### Task statement
Pull out each line of the data below that contains the string "positive". Case counts.

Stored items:
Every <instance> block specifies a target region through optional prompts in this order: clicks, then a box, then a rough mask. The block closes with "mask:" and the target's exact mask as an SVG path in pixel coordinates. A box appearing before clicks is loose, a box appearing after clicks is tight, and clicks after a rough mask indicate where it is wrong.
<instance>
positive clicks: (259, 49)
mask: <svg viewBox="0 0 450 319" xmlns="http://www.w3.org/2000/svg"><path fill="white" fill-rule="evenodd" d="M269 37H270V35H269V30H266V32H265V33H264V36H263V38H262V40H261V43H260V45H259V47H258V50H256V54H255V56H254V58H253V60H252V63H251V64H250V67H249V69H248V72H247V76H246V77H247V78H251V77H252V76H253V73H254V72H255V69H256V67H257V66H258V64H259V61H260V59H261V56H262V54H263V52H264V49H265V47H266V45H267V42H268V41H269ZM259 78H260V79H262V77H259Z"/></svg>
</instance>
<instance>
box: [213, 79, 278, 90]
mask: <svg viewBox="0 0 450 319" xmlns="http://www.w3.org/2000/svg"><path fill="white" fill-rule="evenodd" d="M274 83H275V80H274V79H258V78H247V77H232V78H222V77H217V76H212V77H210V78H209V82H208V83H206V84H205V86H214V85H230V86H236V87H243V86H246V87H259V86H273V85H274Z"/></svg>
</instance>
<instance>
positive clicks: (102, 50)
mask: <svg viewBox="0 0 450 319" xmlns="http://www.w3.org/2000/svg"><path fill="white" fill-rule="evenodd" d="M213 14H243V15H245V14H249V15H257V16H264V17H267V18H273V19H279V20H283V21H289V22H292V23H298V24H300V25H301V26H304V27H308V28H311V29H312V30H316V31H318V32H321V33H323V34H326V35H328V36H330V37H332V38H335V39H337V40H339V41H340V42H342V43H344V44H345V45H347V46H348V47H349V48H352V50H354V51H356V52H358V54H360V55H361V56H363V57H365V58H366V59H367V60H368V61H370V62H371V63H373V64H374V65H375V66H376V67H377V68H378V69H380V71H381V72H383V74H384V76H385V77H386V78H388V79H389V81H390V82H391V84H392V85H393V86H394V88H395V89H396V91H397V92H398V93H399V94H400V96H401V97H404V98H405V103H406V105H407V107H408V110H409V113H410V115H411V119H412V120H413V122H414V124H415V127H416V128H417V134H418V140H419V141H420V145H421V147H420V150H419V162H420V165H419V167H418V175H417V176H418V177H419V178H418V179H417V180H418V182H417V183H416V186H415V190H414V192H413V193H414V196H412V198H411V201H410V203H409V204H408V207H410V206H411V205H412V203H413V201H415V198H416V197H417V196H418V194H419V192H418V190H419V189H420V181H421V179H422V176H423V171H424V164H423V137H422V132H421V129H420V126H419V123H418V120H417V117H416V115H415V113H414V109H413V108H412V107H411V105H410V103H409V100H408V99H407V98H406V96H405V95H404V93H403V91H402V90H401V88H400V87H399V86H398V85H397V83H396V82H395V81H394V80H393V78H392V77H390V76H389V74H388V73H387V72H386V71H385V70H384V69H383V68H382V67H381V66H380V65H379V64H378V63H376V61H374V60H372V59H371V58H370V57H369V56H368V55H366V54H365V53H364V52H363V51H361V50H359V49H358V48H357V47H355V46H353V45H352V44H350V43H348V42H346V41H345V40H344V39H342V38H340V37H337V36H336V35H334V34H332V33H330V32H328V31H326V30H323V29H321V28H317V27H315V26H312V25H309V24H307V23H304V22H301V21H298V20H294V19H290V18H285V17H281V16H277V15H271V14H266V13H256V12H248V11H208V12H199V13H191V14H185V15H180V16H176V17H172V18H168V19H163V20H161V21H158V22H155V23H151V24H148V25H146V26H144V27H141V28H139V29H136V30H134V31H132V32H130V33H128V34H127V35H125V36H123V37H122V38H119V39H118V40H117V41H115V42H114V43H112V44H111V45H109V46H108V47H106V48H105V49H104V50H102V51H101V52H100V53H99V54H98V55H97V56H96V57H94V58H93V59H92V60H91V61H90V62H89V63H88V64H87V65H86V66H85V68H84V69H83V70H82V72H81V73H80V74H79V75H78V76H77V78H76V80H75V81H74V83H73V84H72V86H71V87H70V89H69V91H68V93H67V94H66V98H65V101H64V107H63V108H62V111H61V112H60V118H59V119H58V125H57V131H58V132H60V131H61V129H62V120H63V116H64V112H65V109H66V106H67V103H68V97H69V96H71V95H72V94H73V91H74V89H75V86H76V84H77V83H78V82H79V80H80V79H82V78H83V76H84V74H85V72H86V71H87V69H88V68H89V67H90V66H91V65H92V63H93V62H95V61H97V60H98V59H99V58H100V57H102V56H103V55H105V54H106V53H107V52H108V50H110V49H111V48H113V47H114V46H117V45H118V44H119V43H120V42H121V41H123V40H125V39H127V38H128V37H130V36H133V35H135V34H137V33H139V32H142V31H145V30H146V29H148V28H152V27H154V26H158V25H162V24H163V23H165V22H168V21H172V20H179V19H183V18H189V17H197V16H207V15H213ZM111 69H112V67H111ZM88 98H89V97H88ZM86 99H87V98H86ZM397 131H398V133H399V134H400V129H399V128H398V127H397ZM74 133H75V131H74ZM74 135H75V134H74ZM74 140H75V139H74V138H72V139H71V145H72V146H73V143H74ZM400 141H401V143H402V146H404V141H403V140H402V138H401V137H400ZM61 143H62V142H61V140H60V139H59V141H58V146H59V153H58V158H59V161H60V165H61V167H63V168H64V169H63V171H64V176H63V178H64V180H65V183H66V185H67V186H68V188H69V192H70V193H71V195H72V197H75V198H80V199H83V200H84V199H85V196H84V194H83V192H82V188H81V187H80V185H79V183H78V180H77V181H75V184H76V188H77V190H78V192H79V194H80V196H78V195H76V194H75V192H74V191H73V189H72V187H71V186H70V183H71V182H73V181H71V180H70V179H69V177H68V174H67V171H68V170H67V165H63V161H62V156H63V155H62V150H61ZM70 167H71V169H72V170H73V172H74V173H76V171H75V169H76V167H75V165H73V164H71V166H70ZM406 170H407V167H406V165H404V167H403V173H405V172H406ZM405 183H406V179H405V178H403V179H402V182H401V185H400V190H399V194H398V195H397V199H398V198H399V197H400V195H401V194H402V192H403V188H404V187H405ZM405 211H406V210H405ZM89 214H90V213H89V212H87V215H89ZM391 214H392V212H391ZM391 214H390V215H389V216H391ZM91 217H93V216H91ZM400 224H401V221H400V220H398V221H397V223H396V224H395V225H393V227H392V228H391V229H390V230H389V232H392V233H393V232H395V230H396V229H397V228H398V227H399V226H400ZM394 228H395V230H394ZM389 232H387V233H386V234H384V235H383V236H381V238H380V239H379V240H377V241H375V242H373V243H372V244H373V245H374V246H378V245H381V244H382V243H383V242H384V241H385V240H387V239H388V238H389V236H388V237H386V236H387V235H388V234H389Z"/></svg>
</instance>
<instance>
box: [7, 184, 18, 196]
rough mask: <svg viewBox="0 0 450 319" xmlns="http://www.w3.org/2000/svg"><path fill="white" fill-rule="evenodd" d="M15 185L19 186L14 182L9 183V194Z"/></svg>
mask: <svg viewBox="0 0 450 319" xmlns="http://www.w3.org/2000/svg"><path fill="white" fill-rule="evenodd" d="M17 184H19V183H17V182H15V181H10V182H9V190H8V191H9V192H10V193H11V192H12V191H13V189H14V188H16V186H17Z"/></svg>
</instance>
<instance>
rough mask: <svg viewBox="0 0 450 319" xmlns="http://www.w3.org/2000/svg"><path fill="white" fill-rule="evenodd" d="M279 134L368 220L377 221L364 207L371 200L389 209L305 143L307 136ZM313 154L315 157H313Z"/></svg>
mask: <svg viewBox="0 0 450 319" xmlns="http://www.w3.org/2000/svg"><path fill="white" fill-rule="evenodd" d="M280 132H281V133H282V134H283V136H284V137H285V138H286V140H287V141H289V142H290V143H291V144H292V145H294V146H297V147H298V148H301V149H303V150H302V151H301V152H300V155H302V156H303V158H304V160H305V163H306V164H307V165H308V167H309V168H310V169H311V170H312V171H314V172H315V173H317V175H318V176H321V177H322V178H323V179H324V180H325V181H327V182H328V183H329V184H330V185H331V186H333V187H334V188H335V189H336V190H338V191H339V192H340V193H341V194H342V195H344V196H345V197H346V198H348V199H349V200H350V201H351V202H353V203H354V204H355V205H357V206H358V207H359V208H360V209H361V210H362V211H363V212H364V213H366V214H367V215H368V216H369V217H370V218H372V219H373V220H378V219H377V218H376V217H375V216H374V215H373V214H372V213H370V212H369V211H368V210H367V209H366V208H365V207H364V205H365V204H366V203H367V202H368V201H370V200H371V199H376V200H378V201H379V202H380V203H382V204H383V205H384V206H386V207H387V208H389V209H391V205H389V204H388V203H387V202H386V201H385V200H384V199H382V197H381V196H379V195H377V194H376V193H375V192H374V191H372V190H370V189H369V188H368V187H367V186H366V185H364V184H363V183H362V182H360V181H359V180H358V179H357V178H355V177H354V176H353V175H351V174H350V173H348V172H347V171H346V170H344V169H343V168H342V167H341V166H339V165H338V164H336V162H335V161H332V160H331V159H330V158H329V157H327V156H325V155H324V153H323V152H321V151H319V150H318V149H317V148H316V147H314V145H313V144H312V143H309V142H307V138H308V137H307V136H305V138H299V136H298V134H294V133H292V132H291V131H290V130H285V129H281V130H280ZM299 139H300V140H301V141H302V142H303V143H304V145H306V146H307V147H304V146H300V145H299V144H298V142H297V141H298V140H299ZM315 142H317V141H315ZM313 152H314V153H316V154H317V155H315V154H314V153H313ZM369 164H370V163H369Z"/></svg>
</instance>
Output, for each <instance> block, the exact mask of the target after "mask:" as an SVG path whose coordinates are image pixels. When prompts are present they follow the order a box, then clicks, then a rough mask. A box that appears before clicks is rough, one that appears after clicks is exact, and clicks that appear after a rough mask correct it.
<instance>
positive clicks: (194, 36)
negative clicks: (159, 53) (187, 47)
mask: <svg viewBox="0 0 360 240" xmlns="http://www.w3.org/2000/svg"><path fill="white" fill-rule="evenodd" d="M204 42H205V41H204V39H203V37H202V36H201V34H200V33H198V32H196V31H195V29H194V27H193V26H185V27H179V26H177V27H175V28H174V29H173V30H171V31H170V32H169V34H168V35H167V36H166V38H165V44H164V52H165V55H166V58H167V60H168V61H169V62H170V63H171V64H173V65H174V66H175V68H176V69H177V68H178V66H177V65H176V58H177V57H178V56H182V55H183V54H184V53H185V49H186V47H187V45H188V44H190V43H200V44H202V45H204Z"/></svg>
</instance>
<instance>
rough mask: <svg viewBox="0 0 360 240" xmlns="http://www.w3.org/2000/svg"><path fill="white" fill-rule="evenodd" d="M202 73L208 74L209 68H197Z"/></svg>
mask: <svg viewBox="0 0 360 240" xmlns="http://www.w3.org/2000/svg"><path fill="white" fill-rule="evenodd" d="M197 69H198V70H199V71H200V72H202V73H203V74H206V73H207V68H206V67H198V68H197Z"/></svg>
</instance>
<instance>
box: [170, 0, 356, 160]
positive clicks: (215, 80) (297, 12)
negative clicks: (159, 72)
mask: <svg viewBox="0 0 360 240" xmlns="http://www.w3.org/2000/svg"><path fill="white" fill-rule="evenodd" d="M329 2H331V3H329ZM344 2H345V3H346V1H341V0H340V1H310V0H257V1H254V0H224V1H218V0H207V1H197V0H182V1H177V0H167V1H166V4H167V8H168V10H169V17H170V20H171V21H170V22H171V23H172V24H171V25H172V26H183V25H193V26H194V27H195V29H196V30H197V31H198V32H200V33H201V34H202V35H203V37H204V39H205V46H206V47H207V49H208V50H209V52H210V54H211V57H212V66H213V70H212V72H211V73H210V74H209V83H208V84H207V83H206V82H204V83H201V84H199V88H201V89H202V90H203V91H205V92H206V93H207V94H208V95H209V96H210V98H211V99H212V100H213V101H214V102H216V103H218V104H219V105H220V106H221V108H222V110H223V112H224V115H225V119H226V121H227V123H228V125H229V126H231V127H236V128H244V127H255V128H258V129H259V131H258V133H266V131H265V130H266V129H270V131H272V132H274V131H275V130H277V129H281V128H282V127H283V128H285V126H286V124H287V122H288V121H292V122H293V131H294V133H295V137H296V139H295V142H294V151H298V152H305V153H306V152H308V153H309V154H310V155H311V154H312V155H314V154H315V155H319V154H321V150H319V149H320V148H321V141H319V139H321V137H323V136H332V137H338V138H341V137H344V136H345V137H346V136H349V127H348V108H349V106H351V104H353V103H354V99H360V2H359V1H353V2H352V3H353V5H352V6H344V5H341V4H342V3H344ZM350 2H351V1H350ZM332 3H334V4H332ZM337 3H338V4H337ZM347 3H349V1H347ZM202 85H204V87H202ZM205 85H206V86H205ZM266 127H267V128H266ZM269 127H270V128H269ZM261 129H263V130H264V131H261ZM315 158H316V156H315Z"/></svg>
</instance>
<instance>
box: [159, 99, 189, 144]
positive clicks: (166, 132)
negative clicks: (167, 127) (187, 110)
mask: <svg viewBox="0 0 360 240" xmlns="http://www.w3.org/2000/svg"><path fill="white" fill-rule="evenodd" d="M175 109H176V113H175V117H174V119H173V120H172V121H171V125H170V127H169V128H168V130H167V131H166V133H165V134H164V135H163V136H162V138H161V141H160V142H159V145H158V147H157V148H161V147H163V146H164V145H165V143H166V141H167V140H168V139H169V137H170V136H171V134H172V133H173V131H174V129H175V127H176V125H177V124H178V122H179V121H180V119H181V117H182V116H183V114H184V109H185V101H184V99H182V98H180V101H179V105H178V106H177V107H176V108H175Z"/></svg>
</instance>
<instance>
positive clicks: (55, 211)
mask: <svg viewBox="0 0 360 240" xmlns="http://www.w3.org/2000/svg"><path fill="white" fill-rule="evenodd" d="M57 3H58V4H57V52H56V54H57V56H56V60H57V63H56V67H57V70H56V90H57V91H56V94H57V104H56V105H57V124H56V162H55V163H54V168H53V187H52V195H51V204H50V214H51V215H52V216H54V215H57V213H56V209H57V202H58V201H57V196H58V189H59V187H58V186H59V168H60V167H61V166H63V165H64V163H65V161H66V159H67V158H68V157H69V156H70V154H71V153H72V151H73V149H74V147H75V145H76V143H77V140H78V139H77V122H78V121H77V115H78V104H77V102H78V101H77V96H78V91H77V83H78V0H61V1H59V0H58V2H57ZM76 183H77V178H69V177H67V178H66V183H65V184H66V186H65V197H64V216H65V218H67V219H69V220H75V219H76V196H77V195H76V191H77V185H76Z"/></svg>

### Result of the exercise
positive clicks: (259, 49)
positive clicks: (102, 50)
positive clicks: (194, 36)
positive clicks: (215, 80) (297, 12)
positive clicks: (166, 132)
positive clicks: (55, 211)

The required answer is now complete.